- [PASSAGE GIVEN]:
________________

I remember in school being taught that the force of gravity was constant, so any object would fall at the same speed in a vacuum.
Apparently, Galileo claimed that if it wasn’t for air resistance, he could drop a cannonball and a feather from the top of the Leaning Tower of Pisa and they’d both hit the ground at the same time.
When I was young, I naturally didn’t believe it, it sounded ridiculous.
How could something weigh more than something else but both objects fall at the same speed?
Empirically, it just couldn’t be true.
But I didn’t bother arguing, I just thought “Yeah, yeah” and parked it along with all the other stuff from school I’d never need to know.
But over fifty years later, I experienced it as reality.
My daughter got us all tickets to see the ‘Moonwalkers’ show, it’s an immersive experience at London’s Lightrooms, it narrates the story of the moon landings on a grand scale.
The whole thing was spectacular, but one part hit me.
David Scott was commander of Apollo 15, he landed on the moon in the lunar module called Falcon.
On fuzzy black & white film he lumbers across the surface of the moon and talks to camera.
David Scott: “Here in my left hand I have a feather, in my right hand a hammer.
I guess one of the reasons we got here today was because of a gentleman named Galileo.
A long time ago he made a rather significant discovery about falling objects and gravity fields.
And we thought, where would be a better place to confirm his findings than on the moon?
So we thought we’d try it here for you.

________________

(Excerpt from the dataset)
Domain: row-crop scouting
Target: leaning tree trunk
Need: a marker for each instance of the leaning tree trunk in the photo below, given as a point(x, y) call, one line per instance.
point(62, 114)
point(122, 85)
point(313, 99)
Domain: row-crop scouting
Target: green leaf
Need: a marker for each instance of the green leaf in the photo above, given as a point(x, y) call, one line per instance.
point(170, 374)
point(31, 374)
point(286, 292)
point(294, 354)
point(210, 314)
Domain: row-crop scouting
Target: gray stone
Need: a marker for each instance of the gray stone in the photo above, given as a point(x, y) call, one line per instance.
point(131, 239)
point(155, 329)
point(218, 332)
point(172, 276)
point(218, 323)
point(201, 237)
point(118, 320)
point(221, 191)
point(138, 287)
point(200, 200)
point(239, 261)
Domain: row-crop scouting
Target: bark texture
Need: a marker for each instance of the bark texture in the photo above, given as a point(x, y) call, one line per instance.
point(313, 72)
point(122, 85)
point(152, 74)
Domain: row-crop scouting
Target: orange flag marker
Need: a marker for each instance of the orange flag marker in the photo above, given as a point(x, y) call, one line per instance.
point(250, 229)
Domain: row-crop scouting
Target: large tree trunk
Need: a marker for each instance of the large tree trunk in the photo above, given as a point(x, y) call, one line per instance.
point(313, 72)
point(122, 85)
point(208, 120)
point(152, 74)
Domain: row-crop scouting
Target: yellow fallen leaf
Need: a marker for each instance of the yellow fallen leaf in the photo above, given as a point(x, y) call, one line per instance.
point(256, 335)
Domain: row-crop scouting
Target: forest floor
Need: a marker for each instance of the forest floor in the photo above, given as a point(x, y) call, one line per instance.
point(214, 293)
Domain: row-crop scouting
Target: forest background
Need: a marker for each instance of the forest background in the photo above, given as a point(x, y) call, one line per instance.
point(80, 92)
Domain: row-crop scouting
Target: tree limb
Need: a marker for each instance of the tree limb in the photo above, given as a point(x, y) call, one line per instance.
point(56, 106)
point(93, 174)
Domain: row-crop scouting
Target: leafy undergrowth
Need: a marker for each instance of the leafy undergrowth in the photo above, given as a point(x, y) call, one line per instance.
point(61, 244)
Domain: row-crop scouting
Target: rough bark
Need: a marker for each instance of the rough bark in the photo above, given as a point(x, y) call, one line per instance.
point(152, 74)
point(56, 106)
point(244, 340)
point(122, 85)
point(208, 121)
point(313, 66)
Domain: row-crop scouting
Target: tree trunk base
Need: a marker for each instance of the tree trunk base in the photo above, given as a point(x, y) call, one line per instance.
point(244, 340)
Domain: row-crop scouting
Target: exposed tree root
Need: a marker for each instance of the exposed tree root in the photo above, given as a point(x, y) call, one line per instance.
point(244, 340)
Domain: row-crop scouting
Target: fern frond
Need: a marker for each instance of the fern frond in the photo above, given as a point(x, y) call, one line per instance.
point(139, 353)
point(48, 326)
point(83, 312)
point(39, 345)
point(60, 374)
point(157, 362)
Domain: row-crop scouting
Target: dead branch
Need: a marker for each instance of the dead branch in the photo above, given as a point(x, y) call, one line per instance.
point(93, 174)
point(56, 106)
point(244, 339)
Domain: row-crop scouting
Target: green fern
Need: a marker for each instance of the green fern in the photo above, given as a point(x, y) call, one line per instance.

________________

- [EXERCISE TASKS]:
1. Please transcribe the passage on Galileo and the moon landing, starting at "But over fifty" and ending at "talks to camera.".
2. Answer these questions from the passage on Galileo and the moon landing.
(a) From what building did Galileo reportedly claim he could drop a cannonball and a feather?
(b) Where is the 'Moonwalkers' show held?
(c) What was the name of the lunar module David Scott landed in?

- [TASK ANSWERS]:
1.
But over fifty years later, I experienced it as reality.
My daughter got us all tickets to see the ‘Moonwalkers’ show, it’s an immersive experience at London’s Lightrooms, it narrates the story of the moon landings on a grand scale.
The whole thing was spectacular, but one part hit me.
David Scott was commander of Apollo 15, he landed on the moon in the lunar module called Falcon.
On fuzzy black & white film he lumbers across the surface of the moon and talks to camera.

2.
(a) The Leaning Tower of Pisa
(b) London's Lightrooms
(c) Falcon